By Mary Conibear
Taking the Trans-Siberian is like being in jail. But in a good way. Because you are on a train.
Each train car has a long corridor with cabins opening up like cells along one side. Glancing in, people sprawl out on narrow bunks, reading or sleeping or playing cards on the little table. They look up at you unsmiling as you head to your assigned bunk.
As the new kid, you step into your cabin with clean clothes and shiny hair and hope for a congenial roommate. The woman in the top bunk of cabin 9 doesn’t stir when you walk in. She is older, with short hair and wearing a t-shirt, shorts and bare feet, with one leg stretched out and propped on the ceiling.
The four bunks of the blue and grey cabin are arranged two up, two down with a shoe-width three-rung ladder that pulls out from the wall for the top bunkers. You dump your day bag on the bottom, number 21, and quickly stow your fat duffel in the cramped area under the bunk, beside the storage bin holding your pillow and pallet.
Your roomie has made herself at home with a pantry of food on the single formica table: six eggs, a loaf of rye, a bottle of water, and some of those wafer cookies that taste like paper that your mom used to hand out at Halloween.

Free-text descriptions of objects:

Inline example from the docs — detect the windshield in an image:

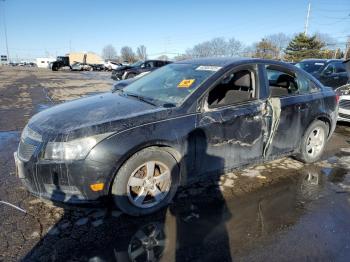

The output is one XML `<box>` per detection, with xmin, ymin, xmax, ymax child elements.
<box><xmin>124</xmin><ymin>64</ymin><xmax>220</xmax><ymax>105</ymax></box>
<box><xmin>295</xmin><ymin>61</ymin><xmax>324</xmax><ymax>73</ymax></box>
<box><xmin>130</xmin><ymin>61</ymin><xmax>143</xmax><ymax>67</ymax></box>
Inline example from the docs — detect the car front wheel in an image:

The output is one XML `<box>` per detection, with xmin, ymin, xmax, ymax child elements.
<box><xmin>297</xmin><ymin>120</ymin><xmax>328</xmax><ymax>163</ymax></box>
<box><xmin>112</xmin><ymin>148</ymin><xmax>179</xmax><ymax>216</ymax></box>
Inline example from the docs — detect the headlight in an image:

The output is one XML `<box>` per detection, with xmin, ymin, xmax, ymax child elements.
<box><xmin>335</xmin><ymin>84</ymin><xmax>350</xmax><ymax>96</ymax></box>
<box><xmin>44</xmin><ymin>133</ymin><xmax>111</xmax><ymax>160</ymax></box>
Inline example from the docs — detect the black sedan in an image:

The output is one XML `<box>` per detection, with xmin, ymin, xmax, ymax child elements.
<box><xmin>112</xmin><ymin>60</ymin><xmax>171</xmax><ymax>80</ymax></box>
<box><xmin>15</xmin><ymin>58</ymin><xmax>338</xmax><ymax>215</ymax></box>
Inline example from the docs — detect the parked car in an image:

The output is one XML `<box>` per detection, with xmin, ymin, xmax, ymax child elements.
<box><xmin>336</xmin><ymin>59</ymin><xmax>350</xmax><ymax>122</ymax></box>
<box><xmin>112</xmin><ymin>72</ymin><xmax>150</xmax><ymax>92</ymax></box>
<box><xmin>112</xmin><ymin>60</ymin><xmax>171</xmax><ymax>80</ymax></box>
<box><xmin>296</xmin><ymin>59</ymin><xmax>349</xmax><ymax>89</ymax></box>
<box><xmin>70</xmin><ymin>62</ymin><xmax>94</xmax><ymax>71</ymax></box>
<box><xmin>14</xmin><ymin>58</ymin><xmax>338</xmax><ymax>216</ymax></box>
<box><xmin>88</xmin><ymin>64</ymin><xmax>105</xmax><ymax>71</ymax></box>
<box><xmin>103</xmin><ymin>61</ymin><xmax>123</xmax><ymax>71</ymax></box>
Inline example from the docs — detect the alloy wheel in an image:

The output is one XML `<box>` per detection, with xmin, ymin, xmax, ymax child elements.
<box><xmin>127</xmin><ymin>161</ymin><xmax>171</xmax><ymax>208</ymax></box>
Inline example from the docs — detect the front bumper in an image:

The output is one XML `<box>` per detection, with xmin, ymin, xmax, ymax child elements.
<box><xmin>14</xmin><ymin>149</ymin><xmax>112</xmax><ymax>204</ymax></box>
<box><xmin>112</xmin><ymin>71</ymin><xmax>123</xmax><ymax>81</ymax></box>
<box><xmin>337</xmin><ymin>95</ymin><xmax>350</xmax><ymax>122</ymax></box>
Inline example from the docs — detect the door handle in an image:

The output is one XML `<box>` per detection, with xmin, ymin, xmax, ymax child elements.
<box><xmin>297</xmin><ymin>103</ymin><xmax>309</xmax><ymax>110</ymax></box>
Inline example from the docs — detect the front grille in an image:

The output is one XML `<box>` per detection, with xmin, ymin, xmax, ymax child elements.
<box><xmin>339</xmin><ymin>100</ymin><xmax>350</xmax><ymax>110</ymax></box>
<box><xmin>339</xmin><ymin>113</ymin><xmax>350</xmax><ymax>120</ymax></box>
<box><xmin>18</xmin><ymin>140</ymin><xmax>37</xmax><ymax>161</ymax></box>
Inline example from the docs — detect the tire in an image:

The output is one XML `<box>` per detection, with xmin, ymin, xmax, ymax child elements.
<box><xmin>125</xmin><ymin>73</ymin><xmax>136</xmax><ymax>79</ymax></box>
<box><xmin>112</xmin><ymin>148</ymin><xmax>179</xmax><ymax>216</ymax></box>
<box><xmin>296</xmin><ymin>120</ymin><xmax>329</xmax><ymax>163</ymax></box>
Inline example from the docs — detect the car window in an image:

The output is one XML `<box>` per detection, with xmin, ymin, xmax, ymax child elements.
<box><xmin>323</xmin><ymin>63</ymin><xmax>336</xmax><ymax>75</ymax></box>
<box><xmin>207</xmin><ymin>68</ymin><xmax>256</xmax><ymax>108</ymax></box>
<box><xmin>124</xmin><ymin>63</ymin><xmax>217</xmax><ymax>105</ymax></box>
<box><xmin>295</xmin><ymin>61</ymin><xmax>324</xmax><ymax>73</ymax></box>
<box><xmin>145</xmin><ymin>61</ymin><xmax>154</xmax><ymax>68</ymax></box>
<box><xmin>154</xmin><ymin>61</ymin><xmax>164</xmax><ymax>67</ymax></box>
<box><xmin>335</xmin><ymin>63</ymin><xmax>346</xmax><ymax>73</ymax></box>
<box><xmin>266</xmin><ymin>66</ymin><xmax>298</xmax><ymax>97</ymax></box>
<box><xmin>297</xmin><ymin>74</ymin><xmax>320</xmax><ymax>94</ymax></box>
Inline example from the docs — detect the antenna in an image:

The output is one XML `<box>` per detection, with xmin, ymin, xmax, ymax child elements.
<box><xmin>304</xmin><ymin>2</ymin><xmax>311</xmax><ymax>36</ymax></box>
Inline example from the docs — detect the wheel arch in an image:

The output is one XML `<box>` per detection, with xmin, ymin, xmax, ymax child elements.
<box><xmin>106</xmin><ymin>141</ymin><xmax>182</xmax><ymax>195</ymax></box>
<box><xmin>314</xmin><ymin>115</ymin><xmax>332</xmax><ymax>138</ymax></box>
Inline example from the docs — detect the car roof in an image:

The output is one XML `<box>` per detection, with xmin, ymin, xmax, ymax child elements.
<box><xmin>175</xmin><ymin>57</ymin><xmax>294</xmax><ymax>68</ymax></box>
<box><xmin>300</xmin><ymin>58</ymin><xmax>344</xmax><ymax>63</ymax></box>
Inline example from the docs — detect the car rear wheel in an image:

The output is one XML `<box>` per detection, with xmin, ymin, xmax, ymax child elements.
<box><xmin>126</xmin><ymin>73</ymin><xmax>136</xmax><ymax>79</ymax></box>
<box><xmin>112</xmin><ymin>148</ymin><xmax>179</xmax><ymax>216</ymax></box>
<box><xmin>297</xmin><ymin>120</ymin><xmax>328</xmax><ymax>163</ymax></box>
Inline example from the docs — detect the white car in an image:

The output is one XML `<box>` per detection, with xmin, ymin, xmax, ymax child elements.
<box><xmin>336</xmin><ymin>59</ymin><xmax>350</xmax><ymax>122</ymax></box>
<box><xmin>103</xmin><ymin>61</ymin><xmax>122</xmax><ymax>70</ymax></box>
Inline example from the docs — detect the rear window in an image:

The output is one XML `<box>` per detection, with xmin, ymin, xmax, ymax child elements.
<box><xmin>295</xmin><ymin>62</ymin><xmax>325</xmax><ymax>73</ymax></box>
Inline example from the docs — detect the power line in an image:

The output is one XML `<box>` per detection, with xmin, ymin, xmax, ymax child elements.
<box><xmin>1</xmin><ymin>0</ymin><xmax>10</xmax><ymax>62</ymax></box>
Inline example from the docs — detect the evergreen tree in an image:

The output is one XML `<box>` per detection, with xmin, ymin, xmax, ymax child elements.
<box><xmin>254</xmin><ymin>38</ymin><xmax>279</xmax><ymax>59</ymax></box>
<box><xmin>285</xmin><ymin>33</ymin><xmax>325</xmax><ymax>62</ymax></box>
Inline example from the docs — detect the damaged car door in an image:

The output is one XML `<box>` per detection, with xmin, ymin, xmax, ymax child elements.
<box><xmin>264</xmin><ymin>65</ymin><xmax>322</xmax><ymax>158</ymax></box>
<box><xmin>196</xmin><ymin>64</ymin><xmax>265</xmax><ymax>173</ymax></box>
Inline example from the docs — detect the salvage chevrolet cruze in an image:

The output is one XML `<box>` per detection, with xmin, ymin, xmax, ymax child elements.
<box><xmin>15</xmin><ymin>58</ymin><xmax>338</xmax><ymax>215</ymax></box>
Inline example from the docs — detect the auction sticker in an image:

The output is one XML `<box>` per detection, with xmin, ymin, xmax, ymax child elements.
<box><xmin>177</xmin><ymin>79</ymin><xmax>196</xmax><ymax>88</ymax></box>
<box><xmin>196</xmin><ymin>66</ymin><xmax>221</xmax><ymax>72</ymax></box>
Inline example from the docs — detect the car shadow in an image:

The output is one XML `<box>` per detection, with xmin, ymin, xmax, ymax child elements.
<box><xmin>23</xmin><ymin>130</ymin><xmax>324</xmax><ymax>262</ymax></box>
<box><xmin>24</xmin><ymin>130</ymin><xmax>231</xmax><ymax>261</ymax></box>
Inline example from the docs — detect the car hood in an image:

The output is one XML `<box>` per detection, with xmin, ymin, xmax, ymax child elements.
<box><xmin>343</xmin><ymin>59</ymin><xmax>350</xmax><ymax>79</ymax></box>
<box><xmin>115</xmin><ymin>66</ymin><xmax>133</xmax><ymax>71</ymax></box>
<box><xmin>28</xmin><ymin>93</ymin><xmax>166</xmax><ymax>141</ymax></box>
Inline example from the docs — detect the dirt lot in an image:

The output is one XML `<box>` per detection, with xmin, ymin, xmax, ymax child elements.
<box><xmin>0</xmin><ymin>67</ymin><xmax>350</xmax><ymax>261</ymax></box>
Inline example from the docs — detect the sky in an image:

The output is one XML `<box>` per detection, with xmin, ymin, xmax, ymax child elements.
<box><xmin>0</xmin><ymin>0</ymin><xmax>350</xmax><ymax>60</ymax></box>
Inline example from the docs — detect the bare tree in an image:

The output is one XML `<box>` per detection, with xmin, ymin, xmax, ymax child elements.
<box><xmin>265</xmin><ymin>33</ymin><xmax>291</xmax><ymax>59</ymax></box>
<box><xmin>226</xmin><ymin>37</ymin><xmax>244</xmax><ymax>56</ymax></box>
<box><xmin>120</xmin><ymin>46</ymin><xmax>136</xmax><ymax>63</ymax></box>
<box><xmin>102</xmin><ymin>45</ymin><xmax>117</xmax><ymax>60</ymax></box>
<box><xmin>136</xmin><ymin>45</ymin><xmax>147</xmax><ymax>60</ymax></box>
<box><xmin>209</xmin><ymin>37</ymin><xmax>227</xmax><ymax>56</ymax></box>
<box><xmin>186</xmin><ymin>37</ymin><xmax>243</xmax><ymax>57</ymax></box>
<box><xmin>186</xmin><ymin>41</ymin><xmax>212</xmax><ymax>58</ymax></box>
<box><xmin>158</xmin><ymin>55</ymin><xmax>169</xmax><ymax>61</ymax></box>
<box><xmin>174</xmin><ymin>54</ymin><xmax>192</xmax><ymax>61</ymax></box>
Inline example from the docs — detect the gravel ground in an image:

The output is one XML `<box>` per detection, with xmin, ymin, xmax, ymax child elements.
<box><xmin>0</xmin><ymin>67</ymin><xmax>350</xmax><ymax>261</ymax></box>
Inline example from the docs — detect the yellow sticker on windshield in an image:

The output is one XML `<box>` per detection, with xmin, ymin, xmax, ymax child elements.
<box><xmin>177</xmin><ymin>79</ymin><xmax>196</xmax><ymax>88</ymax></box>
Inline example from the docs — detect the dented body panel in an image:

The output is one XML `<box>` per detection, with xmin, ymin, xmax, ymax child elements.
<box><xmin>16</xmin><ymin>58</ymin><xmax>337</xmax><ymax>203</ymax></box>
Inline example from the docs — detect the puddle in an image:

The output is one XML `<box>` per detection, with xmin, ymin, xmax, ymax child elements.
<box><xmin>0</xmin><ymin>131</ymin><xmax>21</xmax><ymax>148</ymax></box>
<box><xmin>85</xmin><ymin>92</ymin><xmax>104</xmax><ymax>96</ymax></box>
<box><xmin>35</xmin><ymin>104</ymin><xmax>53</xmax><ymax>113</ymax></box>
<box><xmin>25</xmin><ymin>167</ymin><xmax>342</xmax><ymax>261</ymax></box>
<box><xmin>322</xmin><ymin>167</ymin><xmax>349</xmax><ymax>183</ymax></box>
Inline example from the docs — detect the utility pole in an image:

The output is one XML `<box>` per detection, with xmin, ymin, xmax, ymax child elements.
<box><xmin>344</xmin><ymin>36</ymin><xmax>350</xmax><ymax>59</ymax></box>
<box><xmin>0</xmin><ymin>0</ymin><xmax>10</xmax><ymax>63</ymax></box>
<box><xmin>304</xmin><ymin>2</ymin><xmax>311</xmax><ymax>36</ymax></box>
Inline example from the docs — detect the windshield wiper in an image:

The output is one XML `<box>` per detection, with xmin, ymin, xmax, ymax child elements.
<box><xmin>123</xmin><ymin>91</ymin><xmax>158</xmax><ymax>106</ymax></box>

▶ Your goal: Proceed with the travel piece about riding the Trans-Siberian, picking up after its last sentence. The data has no connection to the travel piece about the Trans-Siberian train.

▶ Response area:
The light through the open cell door is blocked by the female Russian attendant in full warden-style uniform. She tosses a plastic-wrapped set of sheet, pillowcase, towel and cover on your bunk and moves on. Underneath those you find another pack with paper slippers, toothbrush and tube of toothpaste thinner than your pinkie.
An hour later, another attendant comes by and barks “Chicken? Meat?” at you, tapping her foot. When you say “Chicken?,” she responds with “Fore!” which turns out to be the time you’ll receive your meal. Lunch is a TV dinner: glutinous rice, 1oz of grey meat, a puddle of sauce, and a sawdust bun that you eat anyway as this is your one free allotted meal for the 72hr stint you are in for.
There is one shared toilet stall per 36-bunk carriage, seat- and lidless until you realize they are simply securely fastened in the up position. You wrestle them free with some difficulty, resulting in the need for a band-aid, vigorous hand washing, and a tube of Polysporin. The toilet paper is industrial-grey one-ply. The water unpotable and cold. Your typical train bathroom.
The trip continues into the evening. Quiet, apart from the incoming-bomb whistle before a train rushes by in the opposite direction. Lights go out early and everyone settles in. The thick metal door clangs shut. The rocking is stronger than normal but sleep comes quickly if not deeply. Another person has joined your cabin during the afternoon and she gets woken up by the attendant in the middle of the night, and vanishes.
But in the morning, everything changes.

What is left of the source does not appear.